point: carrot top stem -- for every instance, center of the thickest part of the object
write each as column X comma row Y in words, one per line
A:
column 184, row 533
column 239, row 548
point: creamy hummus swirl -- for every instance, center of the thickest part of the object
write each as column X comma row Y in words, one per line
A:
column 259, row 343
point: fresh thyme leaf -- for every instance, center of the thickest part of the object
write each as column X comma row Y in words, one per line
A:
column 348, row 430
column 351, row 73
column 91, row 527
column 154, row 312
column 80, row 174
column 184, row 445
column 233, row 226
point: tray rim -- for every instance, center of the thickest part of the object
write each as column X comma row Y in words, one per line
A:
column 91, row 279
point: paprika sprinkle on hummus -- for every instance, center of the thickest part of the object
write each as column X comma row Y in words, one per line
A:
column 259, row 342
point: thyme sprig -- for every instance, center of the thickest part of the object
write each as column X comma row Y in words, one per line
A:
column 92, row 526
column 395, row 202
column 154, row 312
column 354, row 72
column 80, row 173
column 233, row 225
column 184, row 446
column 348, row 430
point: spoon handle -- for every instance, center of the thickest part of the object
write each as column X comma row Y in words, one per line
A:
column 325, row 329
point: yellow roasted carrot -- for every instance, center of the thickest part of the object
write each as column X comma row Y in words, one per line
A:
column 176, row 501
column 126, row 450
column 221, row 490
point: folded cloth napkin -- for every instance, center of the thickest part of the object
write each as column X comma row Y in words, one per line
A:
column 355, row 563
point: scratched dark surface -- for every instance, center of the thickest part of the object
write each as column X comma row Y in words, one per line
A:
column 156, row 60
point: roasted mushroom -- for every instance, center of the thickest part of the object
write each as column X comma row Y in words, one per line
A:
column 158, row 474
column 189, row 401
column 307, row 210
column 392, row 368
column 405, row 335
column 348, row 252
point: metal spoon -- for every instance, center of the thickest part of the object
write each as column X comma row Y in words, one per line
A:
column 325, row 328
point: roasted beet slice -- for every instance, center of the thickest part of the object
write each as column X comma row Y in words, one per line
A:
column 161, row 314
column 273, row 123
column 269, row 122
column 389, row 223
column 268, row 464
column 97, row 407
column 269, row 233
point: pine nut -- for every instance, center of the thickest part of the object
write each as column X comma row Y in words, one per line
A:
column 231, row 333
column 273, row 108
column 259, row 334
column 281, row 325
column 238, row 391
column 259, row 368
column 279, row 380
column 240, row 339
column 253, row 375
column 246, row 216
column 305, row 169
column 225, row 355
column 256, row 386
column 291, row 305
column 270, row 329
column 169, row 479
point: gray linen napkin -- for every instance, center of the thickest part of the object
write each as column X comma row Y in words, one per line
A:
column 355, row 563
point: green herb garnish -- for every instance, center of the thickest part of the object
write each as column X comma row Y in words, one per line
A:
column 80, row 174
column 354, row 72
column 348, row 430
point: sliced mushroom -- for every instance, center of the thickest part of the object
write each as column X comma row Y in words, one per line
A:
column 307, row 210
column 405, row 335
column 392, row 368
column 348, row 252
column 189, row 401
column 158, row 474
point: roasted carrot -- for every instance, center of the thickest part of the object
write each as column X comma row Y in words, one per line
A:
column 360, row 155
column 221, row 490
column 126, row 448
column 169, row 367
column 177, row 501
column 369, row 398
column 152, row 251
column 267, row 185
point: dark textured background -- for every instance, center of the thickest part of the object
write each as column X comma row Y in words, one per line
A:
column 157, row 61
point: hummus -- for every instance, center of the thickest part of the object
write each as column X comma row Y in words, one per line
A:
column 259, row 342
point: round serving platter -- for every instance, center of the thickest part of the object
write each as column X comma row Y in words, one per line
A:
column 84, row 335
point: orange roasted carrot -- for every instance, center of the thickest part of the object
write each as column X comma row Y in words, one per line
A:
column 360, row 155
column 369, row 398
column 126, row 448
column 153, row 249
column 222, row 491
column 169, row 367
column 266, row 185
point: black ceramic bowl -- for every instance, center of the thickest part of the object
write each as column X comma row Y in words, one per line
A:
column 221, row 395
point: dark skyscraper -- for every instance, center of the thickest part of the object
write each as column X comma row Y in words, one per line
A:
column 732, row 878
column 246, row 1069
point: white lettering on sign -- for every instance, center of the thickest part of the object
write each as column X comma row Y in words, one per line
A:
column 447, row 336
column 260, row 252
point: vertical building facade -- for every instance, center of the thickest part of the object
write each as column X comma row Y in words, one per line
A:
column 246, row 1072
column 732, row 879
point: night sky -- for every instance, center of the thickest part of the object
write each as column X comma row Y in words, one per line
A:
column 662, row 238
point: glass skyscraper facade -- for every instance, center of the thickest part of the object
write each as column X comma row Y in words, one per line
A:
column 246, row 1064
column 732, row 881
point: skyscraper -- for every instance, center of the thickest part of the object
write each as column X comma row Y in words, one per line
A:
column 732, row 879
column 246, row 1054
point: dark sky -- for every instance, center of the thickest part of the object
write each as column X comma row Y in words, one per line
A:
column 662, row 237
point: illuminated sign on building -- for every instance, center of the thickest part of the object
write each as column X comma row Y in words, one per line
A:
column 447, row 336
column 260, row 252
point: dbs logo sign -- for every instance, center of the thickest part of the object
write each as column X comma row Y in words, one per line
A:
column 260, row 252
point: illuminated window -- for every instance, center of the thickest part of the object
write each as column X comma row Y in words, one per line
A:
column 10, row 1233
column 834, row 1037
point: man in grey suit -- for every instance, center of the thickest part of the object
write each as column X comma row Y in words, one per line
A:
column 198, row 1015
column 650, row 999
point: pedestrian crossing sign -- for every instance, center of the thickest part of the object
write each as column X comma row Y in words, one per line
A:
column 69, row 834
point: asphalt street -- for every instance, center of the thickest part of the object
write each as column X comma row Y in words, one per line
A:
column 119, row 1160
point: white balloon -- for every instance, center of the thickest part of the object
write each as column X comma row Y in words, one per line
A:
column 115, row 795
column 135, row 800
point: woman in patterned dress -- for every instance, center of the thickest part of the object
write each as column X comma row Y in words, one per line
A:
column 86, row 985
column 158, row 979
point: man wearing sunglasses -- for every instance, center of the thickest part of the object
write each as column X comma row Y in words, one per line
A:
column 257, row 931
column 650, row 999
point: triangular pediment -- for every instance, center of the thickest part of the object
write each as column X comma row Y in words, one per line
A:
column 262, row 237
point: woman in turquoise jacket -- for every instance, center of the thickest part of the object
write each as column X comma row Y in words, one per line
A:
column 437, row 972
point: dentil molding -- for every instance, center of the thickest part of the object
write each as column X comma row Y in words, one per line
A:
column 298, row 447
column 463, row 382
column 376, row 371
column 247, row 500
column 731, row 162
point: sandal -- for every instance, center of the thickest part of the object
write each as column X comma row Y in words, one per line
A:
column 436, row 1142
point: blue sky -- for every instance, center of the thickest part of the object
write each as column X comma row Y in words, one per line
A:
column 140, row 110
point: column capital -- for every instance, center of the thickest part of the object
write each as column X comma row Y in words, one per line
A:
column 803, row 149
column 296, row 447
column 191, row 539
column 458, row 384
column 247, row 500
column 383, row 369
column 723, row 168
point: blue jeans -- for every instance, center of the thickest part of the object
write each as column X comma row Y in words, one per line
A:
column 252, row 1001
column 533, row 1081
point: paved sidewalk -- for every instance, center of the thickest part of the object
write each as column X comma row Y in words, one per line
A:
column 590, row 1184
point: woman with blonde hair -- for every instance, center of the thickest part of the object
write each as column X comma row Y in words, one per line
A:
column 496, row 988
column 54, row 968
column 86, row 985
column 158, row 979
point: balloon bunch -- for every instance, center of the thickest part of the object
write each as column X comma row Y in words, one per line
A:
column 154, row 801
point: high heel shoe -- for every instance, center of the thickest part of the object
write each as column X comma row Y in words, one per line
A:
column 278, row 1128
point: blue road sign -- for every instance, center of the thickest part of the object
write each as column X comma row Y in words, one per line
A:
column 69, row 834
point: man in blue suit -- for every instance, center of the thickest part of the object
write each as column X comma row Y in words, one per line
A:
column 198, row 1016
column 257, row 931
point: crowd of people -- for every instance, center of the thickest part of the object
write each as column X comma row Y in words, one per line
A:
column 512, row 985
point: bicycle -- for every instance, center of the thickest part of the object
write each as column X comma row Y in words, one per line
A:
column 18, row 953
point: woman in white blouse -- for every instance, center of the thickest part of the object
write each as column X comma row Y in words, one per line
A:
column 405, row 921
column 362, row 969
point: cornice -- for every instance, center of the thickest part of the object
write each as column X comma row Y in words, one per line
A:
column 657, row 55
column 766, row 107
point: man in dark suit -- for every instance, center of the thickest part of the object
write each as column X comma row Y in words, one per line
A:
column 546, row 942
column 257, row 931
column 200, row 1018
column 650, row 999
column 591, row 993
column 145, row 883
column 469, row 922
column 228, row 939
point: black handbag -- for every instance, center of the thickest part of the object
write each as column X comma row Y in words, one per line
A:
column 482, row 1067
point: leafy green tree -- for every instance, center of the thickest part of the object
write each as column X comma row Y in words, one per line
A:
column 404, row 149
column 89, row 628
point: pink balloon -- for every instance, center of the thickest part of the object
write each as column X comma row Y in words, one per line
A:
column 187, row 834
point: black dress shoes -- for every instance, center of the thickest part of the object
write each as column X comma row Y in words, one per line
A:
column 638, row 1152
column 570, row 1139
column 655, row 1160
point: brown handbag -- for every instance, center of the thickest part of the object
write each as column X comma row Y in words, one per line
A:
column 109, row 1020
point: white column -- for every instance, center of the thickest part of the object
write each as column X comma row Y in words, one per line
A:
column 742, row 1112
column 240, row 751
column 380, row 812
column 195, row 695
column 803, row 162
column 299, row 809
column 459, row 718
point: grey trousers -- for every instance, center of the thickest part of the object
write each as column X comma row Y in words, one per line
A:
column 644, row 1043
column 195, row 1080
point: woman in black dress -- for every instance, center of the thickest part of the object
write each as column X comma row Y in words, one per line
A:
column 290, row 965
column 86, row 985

## PROBLEM TO SOLVE
Repeat the stretch of rows from the line containing "point: paved sidewalk" through the line containing "column 154, row 801", including both of those lines.

## REPLY TO THE EXERCISE
point: paved sidewalk -- for every instance, center of the thickest part of the object
write each as column X comma row Y in words, one per line
A:
column 590, row 1184
point: woman with blonde hair -- for every instance, center of the thickest part of the object
write each as column X comma row Y in words, one per line
A:
column 496, row 988
column 54, row 968
column 86, row 985
column 158, row 979
point: balloon bunch -- for every instance, center of the thickest part of the object
write each as column X comma row Y in words, one per line
A:
column 154, row 801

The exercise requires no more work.